* [Your goal] Repeat every one of the items below word for word, changing nothing and adding nothing.
-- start Entries provided --
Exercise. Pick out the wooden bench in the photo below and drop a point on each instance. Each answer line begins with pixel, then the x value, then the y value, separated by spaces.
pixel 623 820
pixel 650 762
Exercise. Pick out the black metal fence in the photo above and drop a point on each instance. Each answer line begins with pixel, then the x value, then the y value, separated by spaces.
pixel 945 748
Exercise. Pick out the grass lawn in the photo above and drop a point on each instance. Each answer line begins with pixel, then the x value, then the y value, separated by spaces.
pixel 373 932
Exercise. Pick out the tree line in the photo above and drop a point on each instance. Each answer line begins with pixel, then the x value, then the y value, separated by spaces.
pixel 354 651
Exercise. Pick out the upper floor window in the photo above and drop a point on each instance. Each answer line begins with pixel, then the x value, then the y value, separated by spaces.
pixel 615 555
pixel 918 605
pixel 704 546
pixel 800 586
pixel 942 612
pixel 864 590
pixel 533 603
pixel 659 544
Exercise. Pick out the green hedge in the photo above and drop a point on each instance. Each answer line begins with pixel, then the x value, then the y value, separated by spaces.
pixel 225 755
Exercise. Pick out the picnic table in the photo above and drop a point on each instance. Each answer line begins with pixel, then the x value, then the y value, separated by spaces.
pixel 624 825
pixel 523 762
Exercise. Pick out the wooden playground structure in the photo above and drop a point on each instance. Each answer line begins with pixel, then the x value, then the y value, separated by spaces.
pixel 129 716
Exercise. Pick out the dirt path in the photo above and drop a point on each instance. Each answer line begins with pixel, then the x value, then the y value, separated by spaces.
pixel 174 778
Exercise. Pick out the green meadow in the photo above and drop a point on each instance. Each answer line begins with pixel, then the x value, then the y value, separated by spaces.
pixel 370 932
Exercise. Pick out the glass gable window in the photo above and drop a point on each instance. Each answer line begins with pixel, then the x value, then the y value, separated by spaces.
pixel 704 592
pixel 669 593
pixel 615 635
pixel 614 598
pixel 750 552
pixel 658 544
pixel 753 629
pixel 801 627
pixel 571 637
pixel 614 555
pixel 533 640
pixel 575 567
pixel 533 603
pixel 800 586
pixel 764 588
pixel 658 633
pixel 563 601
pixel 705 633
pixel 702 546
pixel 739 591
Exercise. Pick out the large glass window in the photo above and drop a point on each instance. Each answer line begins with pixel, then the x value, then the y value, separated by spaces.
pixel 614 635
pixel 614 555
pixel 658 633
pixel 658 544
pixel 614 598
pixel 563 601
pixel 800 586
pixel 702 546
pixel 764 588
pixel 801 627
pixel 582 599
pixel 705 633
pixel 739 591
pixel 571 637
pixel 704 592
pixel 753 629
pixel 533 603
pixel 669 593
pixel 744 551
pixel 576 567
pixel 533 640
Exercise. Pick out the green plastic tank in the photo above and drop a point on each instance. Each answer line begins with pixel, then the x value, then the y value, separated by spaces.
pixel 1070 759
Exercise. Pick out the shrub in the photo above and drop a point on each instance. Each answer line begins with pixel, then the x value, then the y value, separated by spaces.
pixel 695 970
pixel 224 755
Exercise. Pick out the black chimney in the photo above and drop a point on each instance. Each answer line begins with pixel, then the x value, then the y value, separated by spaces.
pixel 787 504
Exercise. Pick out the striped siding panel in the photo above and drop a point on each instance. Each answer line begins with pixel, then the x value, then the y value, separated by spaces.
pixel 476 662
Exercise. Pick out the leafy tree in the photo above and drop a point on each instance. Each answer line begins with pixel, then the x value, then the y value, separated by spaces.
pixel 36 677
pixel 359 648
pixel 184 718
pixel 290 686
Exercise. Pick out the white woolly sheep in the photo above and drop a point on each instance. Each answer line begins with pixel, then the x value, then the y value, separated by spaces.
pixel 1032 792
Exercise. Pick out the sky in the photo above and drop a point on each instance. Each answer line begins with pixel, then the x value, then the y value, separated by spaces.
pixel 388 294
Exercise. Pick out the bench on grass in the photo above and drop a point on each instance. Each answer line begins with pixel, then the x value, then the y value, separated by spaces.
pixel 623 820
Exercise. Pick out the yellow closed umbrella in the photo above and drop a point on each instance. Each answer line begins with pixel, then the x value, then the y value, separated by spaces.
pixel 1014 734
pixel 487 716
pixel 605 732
-- end Entries provided --
* [Exercise response]
Exercise. Pick out the wooden bench in the photo below and drop a point on each instance. Each answer line begins with pixel, then the x value, then the y value, separated by spaces.
pixel 623 820
pixel 650 762
Exercise. Pick out the black metal fence in the photo above and drop a point on each instance. Each answer line begins with pixel, then the x value, then the y value, separated by spaces.
pixel 945 748
Exercise. Pick out the grass lawn in the photo above and drop a point on each instance. Each answer line begins with pixel, then the x value, then the y value, separated by spaces.
pixel 373 932
Exercise. Pick out the tree line in the photo above and drop a point on each instance. Each answer line begins with pixel, then the x value, then the y value, separated by spaces.
pixel 354 651
Exercise. Pick out the upper floor window in the photo above and drop a point on each instance. Each answer line begins with pixel, then the x value, then the y value, separated by spaces.
pixel 615 555
pixel 918 605
pixel 704 546
pixel 800 586
pixel 942 612
pixel 864 590
pixel 533 603
pixel 659 544
Exercise. Pick out the green hedge in the photo above and drop a point on each instance. Each answer line begins with pixel, then the x value, then the y value, separated by spaces.
pixel 225 755
Exercise. Pick out the picnic table in the photo above and drop a point on each instance. Each answer line begins with pixel, then the x value, then the y value, separated by spaces.
pixel 624 825
pixel 523 762
Exercise. Pick out the wooden playground structure in the photo above and drop a point on each instance. Each answer line begins with pixel, then the x value, then the y value, separated by spaces.
pixel 129 716
Exercise. Pick out the dirt path in the photo above and drop a point on each instance. Each answer line begins with pixel, then the x value, then the y value, separated by spaces.
pixel 174 778
Exercise. Pick out the green meadow in the photo above and drop a point on each instance. Each answer line begins with pixel, then the x value, then the y value, separated by spaces.
pixel 370 932
Exercise. Pick out the glass gable window in the photo above and drop a point on each instance. Each answer line begins with pixel, then the x value, then the y value, separated by spaces.
pixel 704 592
pixel 669 593
pixel 615 635
pixel 614 598
pixel 750 552
pixel 658 544
pixel 753 629
pixel 801 627
pixel 571 637
pixel 614 555
pixel 533 640
pixel 575 567
pixel 533 603
pixel 800 586
pixel 764 588
pixel 658 633
pixel 563 601
pixel 705 633
pixel 702 546
pixel 739 591
Exercise. Pick out the large glass window in the photo above and drop a point on each instance. Each answer line begins with pixel, then the x value, then the y value, separated by spaces.
pixel 614 635
pixel 614 555
pixel 658 633
pixel 658 544
pixel 614 598
pixel 563 601
pixel 800 586
pixel 702 546
pixel 764 588
pixel 801 627
pixel 582 599
pixel 705 633
pixel 739 591
pixel 571 637
pixel 704 592
pixel 753 629
pixel 533 603
pixel 669 593
pixel 744 551
pixel 576 567
pixel 533 640
Exercise. Pick out the green plastic tank in the photo above and drop a point on each instance. Each answer line begins with pixel, then the x value, then the y value, separated by spaces.
pixel 1070 759
Exercise. Pick out the shrub in the photo above and drop a point on each instance. Each answer line begins with pixel, then the x value, then the y value, separated by spaces.
pixel 695 970
pixel 224 755
Exercise. Pick out the black chimney in the photo above and drop a point on each instance. Each answer line begins with pixel, then the x value, then the y value, separated by spaces.
pixel 787 504
Exercise. Pick out the striped siding panel in the photo above and drop a point on each instance. Each answer line begins with pixel, then the x value, then the y value, separated by spaces.
pixel 476 662
Exercise. Pick out the leafy tree in the photo above and drop a point on each instance. Each answer line begins with pixel, then the x value, then the y value, separated by spaces.
pixel 36 677
pixel 359 648
pixel 184 718
pixel 290 686
Exercise. Pick out the white woolly sheep in the photo above and drop a point on each instance. Each answer line begins with pixel, then the x value, then the y value, separated by spaces.
pixel 1032 792
Exercise. Pick out the sky in the photo above and drop a point on each instance. Each answer line begins with pixel, then the x value, then the y value, separated by spaces.
pixel 388 294
Exercise. Pick out the bench on grass in the photo above and drop a point on each instance. Each answer line begins with pixel, then the x value, then the y value, separated by spaces.
pixel 623 820
Exercise. Pick out the yellow closed umbrella in the photo above and drop a point on each instance. Each answer line begins with pixel, then the x value, then the y value, separated by spaces.
pixel 1014 734
pixel 487 716
pixel 605 732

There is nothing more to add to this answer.